-- INSTRUCTIONS --
(a) In the walking essay, how many bus stops away was the grocery store?
(b) Echo the walking essay word for word, between "I missed it at" and "having to go out.", inclusive.
━━━ PROVIDED PASSAGE ━━━
I did push myself too far one day when I walked home on a 40-degree day with no hat or water and ended up with heatstroke. That walk was brutal. I almost got all the way home and suddenly my body just shut down. I nearly collapsed getting on the bus for the last few stops because I just couldn’t go further.

And brainiac here took a hot shower when I got home so let’s just say I learned the hard way not to walk too far on extremely hot days and not to forget carrying water again. Note to self and others, heatstroke is not fun. At all. Don’t let it happen if you can.

I don’t know why I stopped walking but one day I was walking everywhere and then I wasn’t. And before I knew it, walking became nothing more than a necessity to get from point A to point B unless a car or bus could do it for me.

I missed it at first. I missed what it did for me physically but I missed what it did for me mentally more. Unfortunately how much I missed it waned over time and I again became a non-walker.

Until this past winter, when I started walking again. Except this time I started out of necessity. My anxiety had been high no matter what I did, and it got so much worse when I took public transit. Taking the bus raised my anxiety so high that panic attacks became a regular occurrence and I would start to avoid having to go out.

Being in the middle of an icy winter didn’t help much. But I wanted to get out. I was feeling trapped and anxious and it was starting to get to me. So I decided to start going out by just going to the grocery store. It was far enough that I felt like I had gotten out and yet close enough that if my anxiety got too bad I could quickly get home.

It was only three bus stops away from my place but I would still have anxiety taking the bus, so I did the only thing I could, I walked. It took me five times as long to get to the grocery store than it took my husband (and most regular walkers) but I wanted to keep trying. I wanted to at least get some fresh air and out of my home and my head. I wanted to do something. And at least walking I felt like I had some forward momentum.

Buses can be stilted and slow-moving depending on the weather, traffic, and how many stops the bus makes. Walking I felt like I was making some progress. I was at least moving. Instead of stuck and trapped with dozens of other people.

The constant snow falls and freezing rain this winter made my efforts much harder but I persevered. Because the walking meant I could avoid the bus and if my anxiety reared it’s ugly head I wasn’t trapped in a place where I couldn’t freak out if I needed to. Outside, walking, I could freak out if I need to. Inside, on a bus, with lots of people, not so much.

Most days the walking helped my anxiety enough that getting to the grocery store was only hampered by the crappy weather. Which seemed to be thwarting me every chance it could. Thankfully spring is finally here, sort of. And the icy sidewalks are finally clear. And now my walking, while still slow at times, is getting better.

Supposedly walking is good for depression and anxiety, and I have to say, for me, that is very true. Walking helps me clear my head and sort through the chaos that swirls around me. It helps me ground myself and feel like maybe I can handle things. It gives me time and space to breathe. It gives me a chance to process and shake off the things that can be upsetting.

It by no means solves everything. I still get anxiety, even while walking if my thoughts are overwhelming enough. And some days I still feel low. But the walking does help. It really does. Even the days when I’m feeling low and tired I still try. I let myself walk slower if that’s what I need. And I stop and rest if that’s what I need too.

If walking is something you’re considering I highly recommend it. Even if the first few times you can only go for five minutes and you barely leave your own property, still do it. Still go. Still try. It really can help. If you are able to do it often enough the time and the distance will melt away before you know it. And even if you don’t go farther or stay out longer that’s okay. It feels nice to get out, and even nicer when you’re done.
━━━ RECORDED DATA ━━━
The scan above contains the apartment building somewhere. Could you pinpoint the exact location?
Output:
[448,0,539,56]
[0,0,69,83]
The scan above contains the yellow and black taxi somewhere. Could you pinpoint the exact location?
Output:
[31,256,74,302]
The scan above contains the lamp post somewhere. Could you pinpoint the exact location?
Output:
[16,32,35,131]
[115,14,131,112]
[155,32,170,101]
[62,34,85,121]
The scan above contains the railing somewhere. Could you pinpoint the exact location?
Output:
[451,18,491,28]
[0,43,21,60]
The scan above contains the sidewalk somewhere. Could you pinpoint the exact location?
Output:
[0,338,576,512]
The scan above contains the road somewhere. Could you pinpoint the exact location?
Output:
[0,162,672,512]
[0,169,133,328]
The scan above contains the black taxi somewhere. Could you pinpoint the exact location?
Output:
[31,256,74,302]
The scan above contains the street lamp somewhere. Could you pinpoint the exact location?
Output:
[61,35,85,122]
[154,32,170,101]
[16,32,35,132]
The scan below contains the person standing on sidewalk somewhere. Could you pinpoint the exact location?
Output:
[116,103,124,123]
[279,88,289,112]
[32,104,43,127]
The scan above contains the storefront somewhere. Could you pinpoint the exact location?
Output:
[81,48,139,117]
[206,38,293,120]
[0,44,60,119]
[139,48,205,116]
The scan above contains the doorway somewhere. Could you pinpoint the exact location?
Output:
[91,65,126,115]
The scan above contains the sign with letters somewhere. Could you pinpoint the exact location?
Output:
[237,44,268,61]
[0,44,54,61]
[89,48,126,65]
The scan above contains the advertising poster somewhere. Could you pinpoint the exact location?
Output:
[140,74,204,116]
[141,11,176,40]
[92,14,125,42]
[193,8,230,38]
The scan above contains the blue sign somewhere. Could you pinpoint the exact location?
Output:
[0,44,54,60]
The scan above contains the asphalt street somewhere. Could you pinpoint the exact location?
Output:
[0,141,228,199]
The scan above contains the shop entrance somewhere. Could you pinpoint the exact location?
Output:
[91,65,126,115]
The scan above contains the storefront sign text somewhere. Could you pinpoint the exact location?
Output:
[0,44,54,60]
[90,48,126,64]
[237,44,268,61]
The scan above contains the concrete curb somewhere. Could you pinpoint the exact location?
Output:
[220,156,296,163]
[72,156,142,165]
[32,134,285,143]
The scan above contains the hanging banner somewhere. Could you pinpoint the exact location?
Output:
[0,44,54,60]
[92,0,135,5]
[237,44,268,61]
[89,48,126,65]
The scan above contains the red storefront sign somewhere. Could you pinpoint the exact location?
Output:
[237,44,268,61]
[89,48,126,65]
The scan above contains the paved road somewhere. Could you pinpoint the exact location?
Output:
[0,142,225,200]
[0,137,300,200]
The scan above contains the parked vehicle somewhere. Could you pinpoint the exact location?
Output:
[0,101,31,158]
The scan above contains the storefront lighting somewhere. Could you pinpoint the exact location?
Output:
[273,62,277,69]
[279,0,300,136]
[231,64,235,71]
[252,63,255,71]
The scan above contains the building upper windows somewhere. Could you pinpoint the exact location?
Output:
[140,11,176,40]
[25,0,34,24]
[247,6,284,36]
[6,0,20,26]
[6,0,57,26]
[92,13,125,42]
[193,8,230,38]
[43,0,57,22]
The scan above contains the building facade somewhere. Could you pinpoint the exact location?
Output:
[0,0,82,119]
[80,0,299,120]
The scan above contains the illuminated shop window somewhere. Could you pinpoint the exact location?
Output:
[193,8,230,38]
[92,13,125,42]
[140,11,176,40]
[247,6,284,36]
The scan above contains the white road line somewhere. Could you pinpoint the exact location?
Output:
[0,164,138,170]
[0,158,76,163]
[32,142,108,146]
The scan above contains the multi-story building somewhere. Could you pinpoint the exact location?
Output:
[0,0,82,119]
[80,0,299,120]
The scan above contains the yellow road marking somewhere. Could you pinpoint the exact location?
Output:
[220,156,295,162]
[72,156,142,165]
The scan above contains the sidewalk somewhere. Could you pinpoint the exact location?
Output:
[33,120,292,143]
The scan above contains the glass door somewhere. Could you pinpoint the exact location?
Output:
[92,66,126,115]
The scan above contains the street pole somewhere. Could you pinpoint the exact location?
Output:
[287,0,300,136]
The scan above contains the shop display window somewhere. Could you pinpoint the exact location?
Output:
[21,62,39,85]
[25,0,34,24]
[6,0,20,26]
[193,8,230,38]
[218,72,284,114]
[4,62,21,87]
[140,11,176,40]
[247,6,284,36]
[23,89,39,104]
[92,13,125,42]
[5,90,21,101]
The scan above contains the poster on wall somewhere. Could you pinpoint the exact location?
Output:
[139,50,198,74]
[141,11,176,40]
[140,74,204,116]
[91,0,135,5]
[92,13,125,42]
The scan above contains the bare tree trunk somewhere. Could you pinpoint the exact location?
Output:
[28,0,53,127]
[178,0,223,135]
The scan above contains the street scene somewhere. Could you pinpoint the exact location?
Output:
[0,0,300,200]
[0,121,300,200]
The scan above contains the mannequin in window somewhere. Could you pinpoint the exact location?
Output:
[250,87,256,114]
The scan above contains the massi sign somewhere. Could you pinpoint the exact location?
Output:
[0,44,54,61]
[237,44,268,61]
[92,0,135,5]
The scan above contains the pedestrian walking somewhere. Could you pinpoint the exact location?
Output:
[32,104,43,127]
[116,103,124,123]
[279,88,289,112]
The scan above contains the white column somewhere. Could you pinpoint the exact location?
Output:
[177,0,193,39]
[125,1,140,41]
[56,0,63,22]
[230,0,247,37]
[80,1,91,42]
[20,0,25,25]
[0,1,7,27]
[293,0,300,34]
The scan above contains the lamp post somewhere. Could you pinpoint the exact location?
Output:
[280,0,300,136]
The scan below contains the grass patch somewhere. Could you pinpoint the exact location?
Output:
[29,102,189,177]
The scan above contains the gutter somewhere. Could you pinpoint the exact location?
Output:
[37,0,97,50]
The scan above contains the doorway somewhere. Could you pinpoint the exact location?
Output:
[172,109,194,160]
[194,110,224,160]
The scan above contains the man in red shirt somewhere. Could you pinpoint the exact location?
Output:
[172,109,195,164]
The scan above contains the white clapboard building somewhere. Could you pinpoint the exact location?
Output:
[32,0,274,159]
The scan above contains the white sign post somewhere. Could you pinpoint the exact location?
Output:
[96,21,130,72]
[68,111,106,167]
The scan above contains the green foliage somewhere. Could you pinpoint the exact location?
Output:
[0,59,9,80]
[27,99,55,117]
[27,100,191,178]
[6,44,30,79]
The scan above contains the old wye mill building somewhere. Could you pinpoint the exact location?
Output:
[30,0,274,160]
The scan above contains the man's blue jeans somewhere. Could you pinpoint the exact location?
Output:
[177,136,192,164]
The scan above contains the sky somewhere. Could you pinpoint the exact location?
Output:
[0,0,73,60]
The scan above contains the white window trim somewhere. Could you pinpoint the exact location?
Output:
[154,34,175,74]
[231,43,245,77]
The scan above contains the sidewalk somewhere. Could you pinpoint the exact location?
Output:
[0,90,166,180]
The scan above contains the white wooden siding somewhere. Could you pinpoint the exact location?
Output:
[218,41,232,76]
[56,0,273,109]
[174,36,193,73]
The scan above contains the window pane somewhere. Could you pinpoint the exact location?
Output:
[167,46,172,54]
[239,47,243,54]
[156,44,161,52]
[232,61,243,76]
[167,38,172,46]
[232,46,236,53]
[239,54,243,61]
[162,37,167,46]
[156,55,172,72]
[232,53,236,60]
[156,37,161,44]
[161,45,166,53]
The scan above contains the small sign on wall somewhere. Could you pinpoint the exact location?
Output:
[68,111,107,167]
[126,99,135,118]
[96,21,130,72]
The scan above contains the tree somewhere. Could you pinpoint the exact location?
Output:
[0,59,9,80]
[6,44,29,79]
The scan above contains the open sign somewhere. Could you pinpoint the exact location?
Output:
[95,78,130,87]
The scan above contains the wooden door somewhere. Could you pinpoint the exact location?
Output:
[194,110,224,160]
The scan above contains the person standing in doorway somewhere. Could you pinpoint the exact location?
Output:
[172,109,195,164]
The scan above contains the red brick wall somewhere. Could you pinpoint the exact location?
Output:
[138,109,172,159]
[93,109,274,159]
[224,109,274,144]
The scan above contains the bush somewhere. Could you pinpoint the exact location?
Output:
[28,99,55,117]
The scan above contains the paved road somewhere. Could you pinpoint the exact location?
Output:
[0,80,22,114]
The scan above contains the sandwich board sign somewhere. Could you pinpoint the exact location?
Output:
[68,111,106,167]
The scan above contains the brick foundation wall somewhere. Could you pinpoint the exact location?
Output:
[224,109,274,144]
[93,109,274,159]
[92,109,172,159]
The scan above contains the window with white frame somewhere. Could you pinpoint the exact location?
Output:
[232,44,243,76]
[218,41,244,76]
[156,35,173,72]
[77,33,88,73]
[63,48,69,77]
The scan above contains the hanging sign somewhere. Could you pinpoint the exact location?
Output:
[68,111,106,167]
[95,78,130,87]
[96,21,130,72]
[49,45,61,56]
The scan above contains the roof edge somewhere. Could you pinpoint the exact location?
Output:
━━━
-- ANSWERS TO THE EXERCISE --
(a) Three bus stops.

(b)
I missed it at first. I missed what it did for me physically but I missed what it did for me mentally more. Unfortunately how much I missed it waned over time and I again became a non-walker.

Until this past winter, when I started walking again. Except this time I started out of necessity. My anxiety had been high no matter what I did, and it got so much worse when I took public transit. Taking the bus raised my anxiety so high that panic attacks became a regular occurrence and I would start to avoid having to go out.